时间: 2021-04-20 00:50:28  作者: 短文网 

《朋友之间》是一本由 汉娜·阿伦特 / 玛丽·麦卡锡 / 卡罗尔著作,中信出版社出版的精装图书,本书定价:88.00元,页数:632,特精心从网络上整理的一些读者的读后感,希望对大家能有帮助。

《朋友之间》的读后感大全

《朋友之间》读后感(一):摘抄

阿伦特的信条—用对世界的爱来代替对个人的过份关注,赋予了政治生活的某种救赎的力量。

具有在现代黑暗时代的废墟中进行诗意思考的天赋。

玛丽:机会和选择共同塑造人生,而且机会的重要性大于选择。

奥登:心里像是螺旋形开瓶器一样曲里拐弯的欲望。

这种思维活动的本质在于它具有能够直接关注世界的能力,不仅仅是关注我们对世界的体验,而是关注世界本身,并且剥夺了思维中可能存在的迷信,情感因素以及理论的悲饰。

汉:我一直认为,我们刚开始思考的时候要从头开始,就好像以前从未有人思考过,然后就会像所有人学习。

托克维尔:既然过去已经停止把光明投照给未来,人们的思想就只能在黑暗中徘徊。

同道者的友谊。

亲密关系所带来的苦难几乎是普世的体验。

因为我得和我的自我生活在一起,我的自我事实上是唯一那个永远不会和我分开的人,我得永远忍受它的陪伴,我不想成为一个谋杀者。

我的自我和别人无关,和这个世界无关,就像艺术家。

天知道我为什么今天要写信,我写过数不清的信给你,感谢你,想念你,每次想到你都会更添一份亲近和温柔。问题是,为了给你写信,我得停止想你,思念是件多么轻松的事,而写信却如此麻烦。请原谅我这么想。

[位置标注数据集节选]
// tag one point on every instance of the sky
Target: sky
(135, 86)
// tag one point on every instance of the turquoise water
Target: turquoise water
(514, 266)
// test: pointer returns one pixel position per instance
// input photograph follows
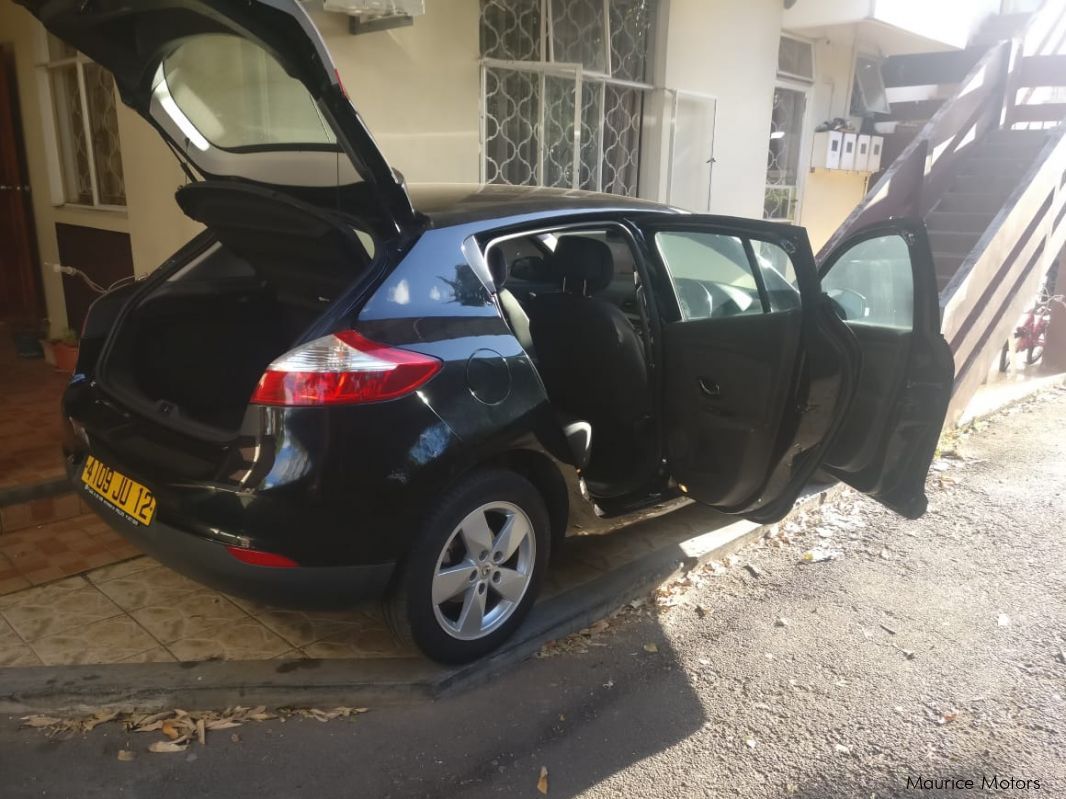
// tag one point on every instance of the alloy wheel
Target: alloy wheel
(484, 570)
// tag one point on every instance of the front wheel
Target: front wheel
(474, 570)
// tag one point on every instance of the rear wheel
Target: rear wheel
(474, 570)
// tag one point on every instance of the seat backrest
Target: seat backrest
(590, 357)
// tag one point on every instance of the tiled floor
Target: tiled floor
(138, 610)
(47, 553)
(30, 431)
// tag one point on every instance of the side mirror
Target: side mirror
(528, 267)
(849, 304)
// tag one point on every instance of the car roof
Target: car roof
(447, 205)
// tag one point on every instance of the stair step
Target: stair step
(1026, 149)
(953, 243)
(1031, 137)
(947, 264)
(959, 222)
(970, 202)
(999, 185)
(985, 166)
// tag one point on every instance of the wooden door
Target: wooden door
(19, 277)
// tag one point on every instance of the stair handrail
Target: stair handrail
(902, 191)
(1037, 38)
(1002, 274)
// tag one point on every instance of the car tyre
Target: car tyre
(474, 569)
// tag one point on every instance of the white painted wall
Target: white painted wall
(418, 88)
(947, 21)
(728, 48)
(828, 196)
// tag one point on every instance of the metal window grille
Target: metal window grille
(86, 121)
(563, 92)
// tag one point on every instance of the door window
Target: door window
(715, 275)
(872, 283)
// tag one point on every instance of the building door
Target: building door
(19, 278)
(691, 150)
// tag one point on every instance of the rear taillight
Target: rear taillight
(258, 557)
(343, 369)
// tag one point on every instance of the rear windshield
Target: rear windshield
(226, 92)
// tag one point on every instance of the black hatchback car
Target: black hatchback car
(342, 389)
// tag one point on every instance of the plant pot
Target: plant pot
(66, 356)
(49, 349)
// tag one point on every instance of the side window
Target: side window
(871, 283)
(778, 276)
(711, 274)
(714, 277)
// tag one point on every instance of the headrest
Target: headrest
(584, 265)
(498, 266)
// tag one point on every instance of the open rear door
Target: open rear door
(757, 369)
(883, 283)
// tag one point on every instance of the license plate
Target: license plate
(132, 500)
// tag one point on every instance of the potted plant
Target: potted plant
(65, 351)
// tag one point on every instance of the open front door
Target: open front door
(883, 283)
(756, 367)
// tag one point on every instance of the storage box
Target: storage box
(848, 153)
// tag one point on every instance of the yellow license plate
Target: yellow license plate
(130, 498)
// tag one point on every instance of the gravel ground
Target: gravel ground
(932, 650)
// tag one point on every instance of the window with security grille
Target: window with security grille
(564, 86)
(86, 128)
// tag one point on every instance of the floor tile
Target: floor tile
(123, 569)
(44, 593)
(110, 640)
(42, 612)
(13, 650)
(157, 586)
(191, 616)
(370, 641)
(158, 654)
(243, 640)
(302, 628)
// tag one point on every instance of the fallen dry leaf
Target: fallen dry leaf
(41, 721)
(166, 747)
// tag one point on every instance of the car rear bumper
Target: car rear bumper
(210, 563)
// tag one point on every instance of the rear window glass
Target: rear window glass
(236, 95)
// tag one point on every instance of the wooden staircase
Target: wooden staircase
(983, 183)
(986, 172)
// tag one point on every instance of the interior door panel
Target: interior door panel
(886, 442)
(755, 381)
(728, 381)
(883, 373)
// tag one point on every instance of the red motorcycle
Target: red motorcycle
(1030, 336)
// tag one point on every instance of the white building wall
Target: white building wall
(418, 88)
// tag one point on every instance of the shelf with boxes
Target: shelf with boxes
(836, 149)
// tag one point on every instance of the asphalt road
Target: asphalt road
(932, 650)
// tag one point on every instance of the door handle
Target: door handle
(709, 388)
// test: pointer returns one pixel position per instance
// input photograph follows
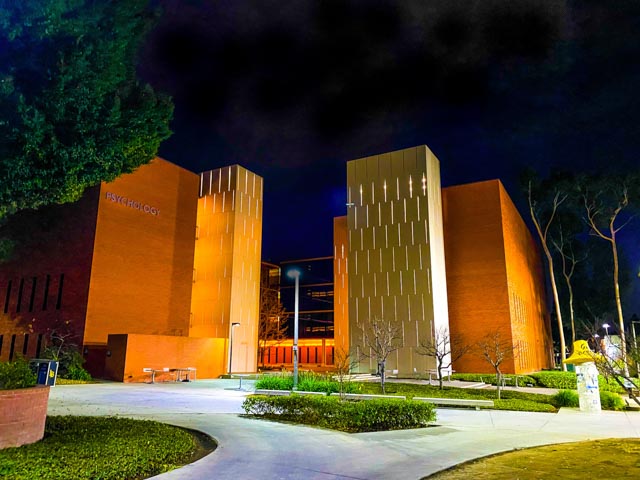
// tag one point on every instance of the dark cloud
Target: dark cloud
(344, 61)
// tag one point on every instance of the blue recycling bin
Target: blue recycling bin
(47, 372)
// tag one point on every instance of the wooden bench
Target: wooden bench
(263, 391)
(364, 396)
(153, 372)
(457, 402)
(446, 373)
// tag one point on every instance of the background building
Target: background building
(315, 323)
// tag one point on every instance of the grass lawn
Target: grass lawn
(105, 448)
(611, 458)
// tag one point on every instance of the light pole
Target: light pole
(233, 325)
(635, 343)
(295, 274)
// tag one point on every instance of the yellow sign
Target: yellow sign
(581, 353)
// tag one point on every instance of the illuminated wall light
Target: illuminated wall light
(404, 209)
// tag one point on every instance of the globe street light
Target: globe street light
(233, 325)
(295, 274)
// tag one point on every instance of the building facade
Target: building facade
(459, 261)
(396, 270)
(494, 278)
(114, 274)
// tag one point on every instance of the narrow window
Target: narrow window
(20, 289)
(12, 347)
(46, 292)
(60, 286)
(34, 281)
(7, 298)
(39, 346)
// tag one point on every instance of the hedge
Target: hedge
(347, 416)
(307, 382)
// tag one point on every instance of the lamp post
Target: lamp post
(295, 274)
(635, 343)
(233, 325)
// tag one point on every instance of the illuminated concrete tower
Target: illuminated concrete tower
(226, 272)
(396, 268)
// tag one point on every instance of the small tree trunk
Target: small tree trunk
(623, 340)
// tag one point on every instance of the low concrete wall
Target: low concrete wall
(22, 415)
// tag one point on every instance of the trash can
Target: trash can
(46, 371)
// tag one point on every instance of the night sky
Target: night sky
(293, 90)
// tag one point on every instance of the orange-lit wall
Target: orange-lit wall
(493, 277)
(340, 284)
(226, 285)
(130, 354)
(142, 263)
(45, 284)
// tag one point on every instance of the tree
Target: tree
(496, 349)
(605, 201)
(543, 219)
(272, 326)
(72, 110)
(343, 363)
(444, 349)
(568, 262)
(381, 338)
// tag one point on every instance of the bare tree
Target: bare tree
(381, 338)
(444, 349)
(542, 228)
(343, 363)
(569, 260)
(609, 365)
(604, 217)
(272, 326)
(496, 349)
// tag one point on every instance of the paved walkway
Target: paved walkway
(250, 449)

▶ [任务目标 1] 按《朋友之间》读后感的说法,这本书定价多少?
▶ [任务目标 2] 请把《朋友之间》读后感里的这句话翻成英文:"玛丽:机会和选择共同塑造人生,而且机会的重要性大于选择。"
▶ [任务目标 3] 从《朋友之间》读后感的最后一句之后接着写下去。
这些条目跟《朋友之间》读后感没有关系。

▶ [回答 1] 88.00元。

▶ [回答 2] Mary: Chance and choice together shape a life, and chance matters more than choice.

▶ [回答 3]
趣味是“组织”的一种原则,也就是说,趣味不仅仅决定我们会喜欢哪些东西或者这个世界上看上去或听上去不是什么样的,而且还决定我们在这个世界上会和那些人相亲相近。

有时候,我穿行在纽约,看着这些年那些因为死神带走了住在里面的人而空空荡荡的屋子。上帝知道,我已经经历了至亲离去,我难以想象离开我住的地方,仅仅因为只有在这里的每一个角落,我分分秒秒能感受到他的离去。

人的一生可以概括为是一个给予和被剥夺的过程,这样的过程始于生命本身,来到这个世界是一种给予,死亡是一种被剥夺,在这两者之间的一切都可以用同样法则来解释。

《朋友之间》读后感(二):“我可以听到你的声音”

“我不知道是否应该为自己感到羞愧。事实上,我已经筋疲力尽了,不知道你能不能理解。我可以正常地生活,但只要有一点点意外我就会彻底崩溃。我大概没有告诉过你,在过去的十年里,我一直在担心他会突然离去。这种担心常常几近于恐惧。现在,这些担心和恐惧都不复存在,心里只剩下了一片空白。有时我想,失去了身体里的这种沉重感我已经没法走路了,这是真的,我感觉自己在飘。我无法想象未来,想到未来的一两个月就会让我头晕目眩。”

读到这里几乎落泪,联想到阿伦特这样以理性和坚强著称的女性知识分子,在丈夫去世后开始直陈内心的痛苦与脆弱,便更能体会到其中的无奈与不得已。这也让我意识到,一个学者尤其是女性学者,无论她在知识领域占据着多么权威的地位,她的思想有多么高深或者晦涩,她在劝导别人时能够做到多么冷静客观,都不代表她有能力顺利地解决好自己生活中的难题。阿伦特作为海德格尔和雅斯贝尔的学生尚且如此,学力浅薄、见识肤浅如普通知识女性,更是在面对生活上的繁难问题时理不出头绪。如果说丈夫海因里希去世前,阿伦特更多时候在与麦卡锡的交往中充当着朋友兼导师的角色,对麦卡锡深陷其中的情感纠葛和事业困境进行哲人式的分析;在此以后,她却反过来寻求麦卡锡的支持、帮助与理解。两个人的位置互换反而显现了友谊的纯度,让我几乎观摩到一种近乎典型的模板,一种“同道者的友谊”。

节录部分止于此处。